:: Exercise requirements ::
Everything from the line with "Query: cow head" to the final line of the records should be reproduced word for word, with both of those lines kept.

=====

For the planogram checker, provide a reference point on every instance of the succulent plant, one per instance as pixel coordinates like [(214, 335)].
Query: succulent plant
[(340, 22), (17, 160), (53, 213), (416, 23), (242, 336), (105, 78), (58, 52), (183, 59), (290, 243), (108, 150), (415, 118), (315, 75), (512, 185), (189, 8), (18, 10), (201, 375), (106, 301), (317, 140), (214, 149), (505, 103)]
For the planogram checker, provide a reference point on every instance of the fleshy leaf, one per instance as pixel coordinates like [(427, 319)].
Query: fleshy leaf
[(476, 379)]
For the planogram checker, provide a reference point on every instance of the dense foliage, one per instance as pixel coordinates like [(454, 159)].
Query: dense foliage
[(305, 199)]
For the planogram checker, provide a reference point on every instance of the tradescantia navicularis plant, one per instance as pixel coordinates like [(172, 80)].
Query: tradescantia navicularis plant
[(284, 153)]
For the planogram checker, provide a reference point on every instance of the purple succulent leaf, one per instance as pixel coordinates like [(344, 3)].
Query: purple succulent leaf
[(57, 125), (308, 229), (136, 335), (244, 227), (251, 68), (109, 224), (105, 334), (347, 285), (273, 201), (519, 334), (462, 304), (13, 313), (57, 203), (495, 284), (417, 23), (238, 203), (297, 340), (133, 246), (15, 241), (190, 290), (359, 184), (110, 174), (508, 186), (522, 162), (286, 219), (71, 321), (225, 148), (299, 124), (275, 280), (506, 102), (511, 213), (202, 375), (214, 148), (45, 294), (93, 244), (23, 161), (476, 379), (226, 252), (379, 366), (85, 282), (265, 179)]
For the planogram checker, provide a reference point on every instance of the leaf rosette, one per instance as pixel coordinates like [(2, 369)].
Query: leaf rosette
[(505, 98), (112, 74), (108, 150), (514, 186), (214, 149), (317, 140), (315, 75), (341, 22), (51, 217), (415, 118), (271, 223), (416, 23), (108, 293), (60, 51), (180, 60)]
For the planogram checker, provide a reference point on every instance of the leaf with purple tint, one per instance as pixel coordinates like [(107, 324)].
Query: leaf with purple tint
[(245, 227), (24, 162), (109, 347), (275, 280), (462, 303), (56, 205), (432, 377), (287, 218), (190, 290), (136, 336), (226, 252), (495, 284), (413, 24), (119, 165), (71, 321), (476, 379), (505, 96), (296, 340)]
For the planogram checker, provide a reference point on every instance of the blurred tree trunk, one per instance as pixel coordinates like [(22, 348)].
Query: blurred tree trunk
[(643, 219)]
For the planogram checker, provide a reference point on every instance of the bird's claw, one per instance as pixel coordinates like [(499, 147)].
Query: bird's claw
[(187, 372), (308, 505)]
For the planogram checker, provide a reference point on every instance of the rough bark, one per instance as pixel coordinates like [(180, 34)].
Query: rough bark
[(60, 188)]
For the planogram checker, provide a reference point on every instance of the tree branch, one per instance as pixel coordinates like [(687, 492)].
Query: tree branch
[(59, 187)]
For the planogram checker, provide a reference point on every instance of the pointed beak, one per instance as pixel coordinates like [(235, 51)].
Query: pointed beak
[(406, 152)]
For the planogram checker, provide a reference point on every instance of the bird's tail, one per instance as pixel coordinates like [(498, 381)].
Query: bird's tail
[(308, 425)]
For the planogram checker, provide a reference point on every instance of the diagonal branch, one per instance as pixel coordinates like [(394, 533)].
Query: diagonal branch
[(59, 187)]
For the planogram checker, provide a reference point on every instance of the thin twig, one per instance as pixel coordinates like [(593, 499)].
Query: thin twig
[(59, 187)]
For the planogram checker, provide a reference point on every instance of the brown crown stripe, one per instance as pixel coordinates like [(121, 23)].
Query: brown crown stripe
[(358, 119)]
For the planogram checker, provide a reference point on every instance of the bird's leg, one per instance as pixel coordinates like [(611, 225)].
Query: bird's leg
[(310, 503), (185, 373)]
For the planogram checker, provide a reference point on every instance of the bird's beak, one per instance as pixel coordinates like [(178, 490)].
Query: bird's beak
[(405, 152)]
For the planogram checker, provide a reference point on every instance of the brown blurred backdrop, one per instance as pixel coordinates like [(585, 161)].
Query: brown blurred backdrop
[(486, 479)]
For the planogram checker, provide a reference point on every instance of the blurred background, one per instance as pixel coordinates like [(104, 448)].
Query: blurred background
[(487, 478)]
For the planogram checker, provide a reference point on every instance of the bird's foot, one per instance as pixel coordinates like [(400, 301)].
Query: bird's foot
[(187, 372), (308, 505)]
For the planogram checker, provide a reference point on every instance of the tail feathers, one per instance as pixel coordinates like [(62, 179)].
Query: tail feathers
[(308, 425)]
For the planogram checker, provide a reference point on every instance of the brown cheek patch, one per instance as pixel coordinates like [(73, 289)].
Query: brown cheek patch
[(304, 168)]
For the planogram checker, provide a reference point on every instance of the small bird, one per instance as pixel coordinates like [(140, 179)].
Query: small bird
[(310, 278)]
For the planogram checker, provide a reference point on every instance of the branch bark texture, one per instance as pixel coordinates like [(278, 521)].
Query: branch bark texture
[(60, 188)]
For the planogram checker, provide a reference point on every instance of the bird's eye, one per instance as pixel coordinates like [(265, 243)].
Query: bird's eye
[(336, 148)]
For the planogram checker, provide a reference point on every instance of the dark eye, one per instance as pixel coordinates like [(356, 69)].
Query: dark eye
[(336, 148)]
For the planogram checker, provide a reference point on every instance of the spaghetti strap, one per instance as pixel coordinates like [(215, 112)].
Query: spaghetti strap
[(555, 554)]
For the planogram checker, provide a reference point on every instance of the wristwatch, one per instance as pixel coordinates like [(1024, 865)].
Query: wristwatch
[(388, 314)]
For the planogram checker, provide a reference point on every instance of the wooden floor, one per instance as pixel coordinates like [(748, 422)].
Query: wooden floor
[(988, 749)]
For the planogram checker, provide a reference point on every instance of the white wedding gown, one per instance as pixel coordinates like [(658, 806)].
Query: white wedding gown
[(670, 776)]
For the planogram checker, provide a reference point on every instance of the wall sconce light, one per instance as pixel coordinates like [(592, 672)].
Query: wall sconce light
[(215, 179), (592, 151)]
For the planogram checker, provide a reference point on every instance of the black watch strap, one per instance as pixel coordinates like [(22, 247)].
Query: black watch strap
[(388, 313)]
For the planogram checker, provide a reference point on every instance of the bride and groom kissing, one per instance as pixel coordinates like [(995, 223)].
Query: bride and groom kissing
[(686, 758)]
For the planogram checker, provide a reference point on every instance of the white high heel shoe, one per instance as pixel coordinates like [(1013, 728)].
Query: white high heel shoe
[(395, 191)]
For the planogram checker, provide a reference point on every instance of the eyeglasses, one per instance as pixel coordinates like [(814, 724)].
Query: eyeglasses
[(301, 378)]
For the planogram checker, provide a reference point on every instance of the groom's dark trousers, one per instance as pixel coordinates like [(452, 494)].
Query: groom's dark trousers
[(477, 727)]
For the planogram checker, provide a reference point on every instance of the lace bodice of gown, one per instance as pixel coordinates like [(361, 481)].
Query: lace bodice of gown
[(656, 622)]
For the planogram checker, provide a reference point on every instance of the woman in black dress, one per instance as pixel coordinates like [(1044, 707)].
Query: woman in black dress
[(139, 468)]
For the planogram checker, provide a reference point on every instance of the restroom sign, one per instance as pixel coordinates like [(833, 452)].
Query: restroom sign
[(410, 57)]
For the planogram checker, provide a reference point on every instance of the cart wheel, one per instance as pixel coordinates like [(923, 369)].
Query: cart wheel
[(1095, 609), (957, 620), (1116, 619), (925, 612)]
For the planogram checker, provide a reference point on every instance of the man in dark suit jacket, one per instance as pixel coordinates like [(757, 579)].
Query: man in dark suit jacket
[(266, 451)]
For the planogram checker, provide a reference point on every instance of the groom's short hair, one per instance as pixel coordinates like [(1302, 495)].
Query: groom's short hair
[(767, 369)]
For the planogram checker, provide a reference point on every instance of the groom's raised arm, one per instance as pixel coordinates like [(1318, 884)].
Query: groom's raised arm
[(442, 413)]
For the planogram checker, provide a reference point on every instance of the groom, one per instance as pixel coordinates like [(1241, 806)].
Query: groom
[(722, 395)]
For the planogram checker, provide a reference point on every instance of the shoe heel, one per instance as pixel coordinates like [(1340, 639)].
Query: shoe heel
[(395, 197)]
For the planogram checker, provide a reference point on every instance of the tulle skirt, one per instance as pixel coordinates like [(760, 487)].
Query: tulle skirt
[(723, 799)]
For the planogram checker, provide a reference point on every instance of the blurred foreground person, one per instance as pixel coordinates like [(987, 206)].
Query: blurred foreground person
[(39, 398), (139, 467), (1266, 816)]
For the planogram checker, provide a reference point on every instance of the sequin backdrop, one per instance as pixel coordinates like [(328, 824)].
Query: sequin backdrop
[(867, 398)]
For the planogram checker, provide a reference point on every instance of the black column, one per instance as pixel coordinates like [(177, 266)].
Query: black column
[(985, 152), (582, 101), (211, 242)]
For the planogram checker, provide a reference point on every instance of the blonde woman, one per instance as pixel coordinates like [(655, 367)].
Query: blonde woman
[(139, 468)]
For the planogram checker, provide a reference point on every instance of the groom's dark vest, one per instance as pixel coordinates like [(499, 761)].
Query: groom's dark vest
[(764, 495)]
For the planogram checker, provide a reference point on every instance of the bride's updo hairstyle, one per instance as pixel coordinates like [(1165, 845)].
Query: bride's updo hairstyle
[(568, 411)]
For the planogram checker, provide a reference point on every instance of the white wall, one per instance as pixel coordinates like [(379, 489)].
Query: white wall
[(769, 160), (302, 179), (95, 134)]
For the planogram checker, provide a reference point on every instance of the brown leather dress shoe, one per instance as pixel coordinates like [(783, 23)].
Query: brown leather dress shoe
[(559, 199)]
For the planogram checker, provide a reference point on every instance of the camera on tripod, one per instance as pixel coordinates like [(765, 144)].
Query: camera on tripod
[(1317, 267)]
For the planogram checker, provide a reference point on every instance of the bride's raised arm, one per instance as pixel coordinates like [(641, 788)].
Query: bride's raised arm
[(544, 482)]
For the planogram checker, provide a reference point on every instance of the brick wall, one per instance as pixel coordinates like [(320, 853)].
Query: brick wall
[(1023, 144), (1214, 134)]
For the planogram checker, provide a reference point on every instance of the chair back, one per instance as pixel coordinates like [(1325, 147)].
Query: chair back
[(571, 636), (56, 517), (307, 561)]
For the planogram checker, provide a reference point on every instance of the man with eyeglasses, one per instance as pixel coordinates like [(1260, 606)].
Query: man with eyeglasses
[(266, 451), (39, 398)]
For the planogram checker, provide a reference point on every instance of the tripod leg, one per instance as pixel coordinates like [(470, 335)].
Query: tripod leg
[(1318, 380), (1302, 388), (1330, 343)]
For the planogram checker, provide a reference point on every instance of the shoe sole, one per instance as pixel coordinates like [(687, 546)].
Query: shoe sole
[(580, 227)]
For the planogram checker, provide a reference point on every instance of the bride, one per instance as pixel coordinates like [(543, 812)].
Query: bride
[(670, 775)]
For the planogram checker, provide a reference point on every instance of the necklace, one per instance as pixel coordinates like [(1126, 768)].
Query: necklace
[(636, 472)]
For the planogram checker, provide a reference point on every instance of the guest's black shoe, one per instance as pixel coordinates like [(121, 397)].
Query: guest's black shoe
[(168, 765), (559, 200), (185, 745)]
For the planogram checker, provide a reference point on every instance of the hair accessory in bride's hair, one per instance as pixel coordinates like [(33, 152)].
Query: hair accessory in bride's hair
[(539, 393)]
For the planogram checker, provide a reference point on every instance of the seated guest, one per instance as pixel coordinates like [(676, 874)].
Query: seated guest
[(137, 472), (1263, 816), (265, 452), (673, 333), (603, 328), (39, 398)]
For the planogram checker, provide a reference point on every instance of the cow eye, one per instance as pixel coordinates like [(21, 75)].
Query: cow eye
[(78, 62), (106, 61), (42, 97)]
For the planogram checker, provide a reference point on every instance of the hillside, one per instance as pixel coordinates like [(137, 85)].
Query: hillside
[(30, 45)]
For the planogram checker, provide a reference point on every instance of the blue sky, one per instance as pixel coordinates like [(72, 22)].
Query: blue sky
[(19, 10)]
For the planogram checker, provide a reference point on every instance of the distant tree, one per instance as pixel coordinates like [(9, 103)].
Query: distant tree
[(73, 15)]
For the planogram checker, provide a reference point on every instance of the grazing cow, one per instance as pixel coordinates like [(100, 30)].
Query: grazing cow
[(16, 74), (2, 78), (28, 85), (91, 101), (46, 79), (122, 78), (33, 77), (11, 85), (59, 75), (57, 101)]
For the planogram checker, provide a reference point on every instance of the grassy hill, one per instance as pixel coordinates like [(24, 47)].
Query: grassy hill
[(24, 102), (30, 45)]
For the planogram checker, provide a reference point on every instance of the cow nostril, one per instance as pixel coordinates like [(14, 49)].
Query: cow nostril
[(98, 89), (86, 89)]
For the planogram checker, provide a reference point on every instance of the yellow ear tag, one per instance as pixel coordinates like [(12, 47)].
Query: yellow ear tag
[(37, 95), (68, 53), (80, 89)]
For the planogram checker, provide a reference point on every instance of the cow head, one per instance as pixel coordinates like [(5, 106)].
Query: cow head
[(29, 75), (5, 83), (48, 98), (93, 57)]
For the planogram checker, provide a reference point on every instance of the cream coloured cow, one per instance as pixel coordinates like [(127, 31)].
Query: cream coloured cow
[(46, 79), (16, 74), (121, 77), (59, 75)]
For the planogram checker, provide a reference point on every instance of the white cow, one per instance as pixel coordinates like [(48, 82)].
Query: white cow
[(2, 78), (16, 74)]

=====

:: Exercise result ::
Query: cow head
[(29, 75), (5, 83), (48, 98), (93, 57)]
For the planogram checker, provide a reference point on every instance of the cream coloured cow, one per instance as pixel coordinates like [(127, 31)].
Query: cream coloured cow
[(46, 79), (16, 74), (121, 77), (59, 75)]
For the planogram checker, provide a reference point on every instance of the white cow, one per instance as pixel coordinates like [(48, 82)].
Query: white cow
[(2, 78), (16, 74)]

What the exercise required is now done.